### [Source excerpt]
******

Even then, he had a reputation to live up to, as the concert bill included the now famous quote (at least with regard to the first sentence) from Maestro Segovia:
A prince of the guitar has arrived in the musical world.
God has laid a finger on his brow, and it will not be long before his name becomes a byword in England and abroad, thus contributing to the spiritual domain of his race. I hail this young artist on the occasion of his first public performance, and make the heartfelt wish that success, like his shadow, may accompany him everywhere.
Of his performance, the London Times had to say:
... Already he has a remarkably well-developed technique; this was particularly evident in a transcription of three movements from a Bach cello suite, [No.3, trans. J.W. Duarte] where every detail was perfectly in place, and to his control he added most musical and stylish phrasing and tone-colouring. Nervousness may well have been responsible for a few over-stressed notes which obtruded from his otherwise shapely line in Weiss's well-known A-minor suite and inevitable artistic immaturity was no doubt the explanation of the unstylish rubato he frequently allowed himslf in Sor's Variations on a Theme of Mozart. [...] He is plainly an accomplished, serious-minded young artist whose future development can be watched with great interest.
Successful debuts followed in Paris (1959), Madrid (1961) and in 1962 he had the rare privilege for a Western musician to tour the Soviet Union. Wherever he played, he was greeted with adulation.

******

### [Requirement 1]
Condense the paragraph of the guitarist excerpt above that begins "Successful debuts followed" into a short bulleted list that keeps its main facts.
### [Requirement 2]
Translate this sentence from the guitarist excerpt above into Spanish: "A prince of the guitar has arrived in the musical world."

### [Collected data]
******

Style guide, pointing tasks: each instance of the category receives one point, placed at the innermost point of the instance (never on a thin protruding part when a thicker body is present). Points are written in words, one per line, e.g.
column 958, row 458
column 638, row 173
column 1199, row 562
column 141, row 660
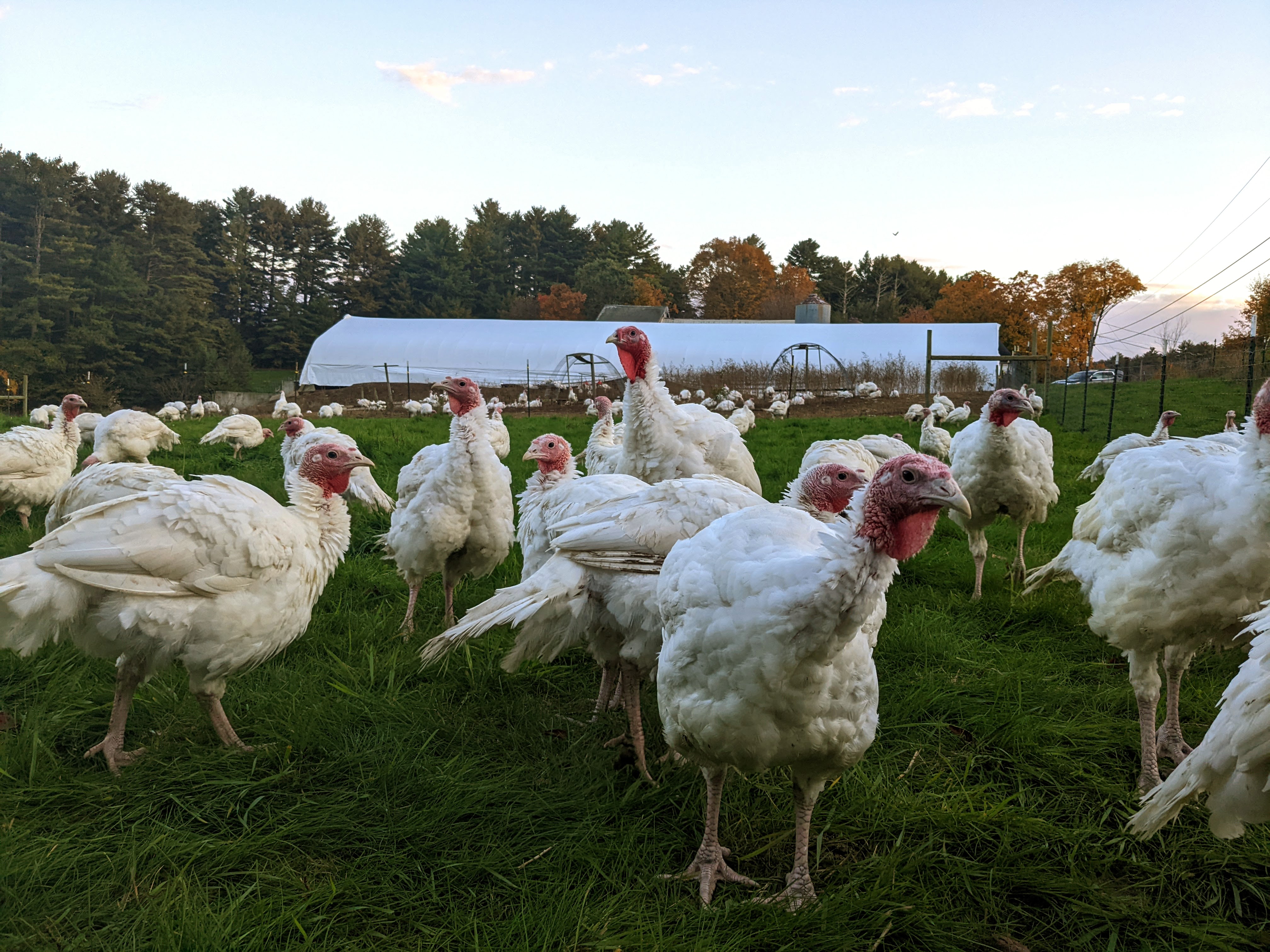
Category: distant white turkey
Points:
column 663, row 440
column 299, row 436
column 214, row 574
column 241, row 431
column 454, row 512
column 130, row 436
column 36, row 462
column 1005, row 466
column 934, row 441
column 1130, row 441
column 770, row 616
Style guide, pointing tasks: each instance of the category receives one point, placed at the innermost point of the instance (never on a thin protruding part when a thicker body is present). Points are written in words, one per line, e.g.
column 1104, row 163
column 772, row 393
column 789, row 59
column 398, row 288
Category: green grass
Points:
column 465, row 808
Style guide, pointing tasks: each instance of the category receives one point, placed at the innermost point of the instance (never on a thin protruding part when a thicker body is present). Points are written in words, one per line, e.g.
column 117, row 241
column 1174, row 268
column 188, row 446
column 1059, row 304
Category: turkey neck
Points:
column 69, row 431
column 329, row 516
column 646, row 404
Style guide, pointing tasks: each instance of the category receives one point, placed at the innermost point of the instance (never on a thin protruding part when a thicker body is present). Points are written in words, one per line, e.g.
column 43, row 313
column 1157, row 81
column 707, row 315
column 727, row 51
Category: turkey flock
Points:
column 755, row 621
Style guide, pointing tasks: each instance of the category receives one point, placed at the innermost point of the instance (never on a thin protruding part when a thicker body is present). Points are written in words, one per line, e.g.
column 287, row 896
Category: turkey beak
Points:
column 945, row 493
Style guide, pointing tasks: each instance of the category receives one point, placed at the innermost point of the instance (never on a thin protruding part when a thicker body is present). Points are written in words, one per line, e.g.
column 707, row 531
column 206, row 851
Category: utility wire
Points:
column 1142, row 333
column 1164, row 308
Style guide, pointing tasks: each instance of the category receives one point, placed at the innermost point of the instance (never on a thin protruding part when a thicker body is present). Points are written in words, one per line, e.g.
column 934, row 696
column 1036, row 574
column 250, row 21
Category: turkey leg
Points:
column 112, row 747
column 1169, row 740
column 1019, row 569
column 1146, row 687
column 224, row 729
column 708, row 867
column 980, row 551
column 408, row 622
column 798, row 883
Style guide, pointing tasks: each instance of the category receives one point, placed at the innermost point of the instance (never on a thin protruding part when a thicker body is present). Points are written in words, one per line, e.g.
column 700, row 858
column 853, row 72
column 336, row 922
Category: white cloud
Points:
column 438, row 83
column 971, row 107
column 146, row 103
column 621, row 51
column 1113, row 110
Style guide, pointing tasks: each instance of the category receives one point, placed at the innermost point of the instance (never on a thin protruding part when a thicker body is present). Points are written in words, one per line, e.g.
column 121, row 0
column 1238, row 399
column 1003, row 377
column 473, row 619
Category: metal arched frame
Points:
column 788, row 354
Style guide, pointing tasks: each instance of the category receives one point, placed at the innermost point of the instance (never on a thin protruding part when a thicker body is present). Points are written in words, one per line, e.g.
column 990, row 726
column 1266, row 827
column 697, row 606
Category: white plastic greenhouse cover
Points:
column 496, row 352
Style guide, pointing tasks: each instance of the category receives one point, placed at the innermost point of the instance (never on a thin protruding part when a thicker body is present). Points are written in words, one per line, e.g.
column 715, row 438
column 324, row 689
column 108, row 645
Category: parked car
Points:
column 1095, row 377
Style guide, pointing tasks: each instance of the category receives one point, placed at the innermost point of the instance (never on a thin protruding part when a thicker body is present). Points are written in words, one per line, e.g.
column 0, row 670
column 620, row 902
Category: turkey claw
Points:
column 709, row 867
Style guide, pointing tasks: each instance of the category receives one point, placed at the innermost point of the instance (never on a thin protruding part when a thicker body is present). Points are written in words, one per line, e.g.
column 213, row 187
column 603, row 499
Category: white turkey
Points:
column 884, row 447
column 44, row 416
column 299, row 434
column 1130, row 441
column 97, row 484
column 1233, row 763
column 600, row 589
column 743, row 419
column 213, row 574
column 1230, row 436
column 846, row 452
column 498, row 436
column 87, row 424
column 241, row 431
column 454, row 512
column 130, row 436
column 1006, row 468
column 663, row 440
column 770, row 617
column 604, row 446
column 1171, row 552
column 934, row 441
column 36, row 462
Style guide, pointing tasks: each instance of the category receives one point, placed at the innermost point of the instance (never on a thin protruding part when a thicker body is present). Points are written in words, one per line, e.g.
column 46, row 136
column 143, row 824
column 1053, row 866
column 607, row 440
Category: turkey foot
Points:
column 116, row 757
column 224, row 729
column 798, row 890
column 709, row 867
column 126, row 682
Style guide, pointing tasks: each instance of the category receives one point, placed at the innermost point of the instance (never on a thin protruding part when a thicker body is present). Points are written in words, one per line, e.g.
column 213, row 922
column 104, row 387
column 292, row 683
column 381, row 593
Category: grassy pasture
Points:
column 464, row 808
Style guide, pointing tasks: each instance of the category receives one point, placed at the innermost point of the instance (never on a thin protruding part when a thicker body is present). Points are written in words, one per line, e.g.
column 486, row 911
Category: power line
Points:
column 1142, row 333
column 1212, row 223
column 1183, row 298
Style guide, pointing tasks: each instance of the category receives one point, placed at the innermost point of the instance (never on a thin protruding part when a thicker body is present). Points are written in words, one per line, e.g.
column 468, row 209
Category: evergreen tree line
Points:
column 130, row 292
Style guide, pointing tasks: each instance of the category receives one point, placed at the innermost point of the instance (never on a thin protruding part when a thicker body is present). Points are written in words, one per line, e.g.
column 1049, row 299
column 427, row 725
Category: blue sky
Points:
column 996, row 136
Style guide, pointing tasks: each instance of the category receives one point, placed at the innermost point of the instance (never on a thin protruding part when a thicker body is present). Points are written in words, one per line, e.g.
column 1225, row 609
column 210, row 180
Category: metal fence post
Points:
column 929, row 333
column 1116, row 377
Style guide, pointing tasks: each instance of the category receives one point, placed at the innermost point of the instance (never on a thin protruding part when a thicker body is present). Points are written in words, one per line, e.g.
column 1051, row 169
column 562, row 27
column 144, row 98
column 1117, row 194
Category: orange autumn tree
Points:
column 563, row 304
column 1078, row 299
column 981, row 298
column 732, row 279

******

### [Exercise response 1]
- Successful debuts in Paris (1959) and Madrid (1961)
- In 1962, a tour of the Soviet Union, a rare privilege for a Western musician
- Greeted with adulation wherever he played

### [Exercise response 2]
Un príncipe de la guitarra ha llegado al mundo musical.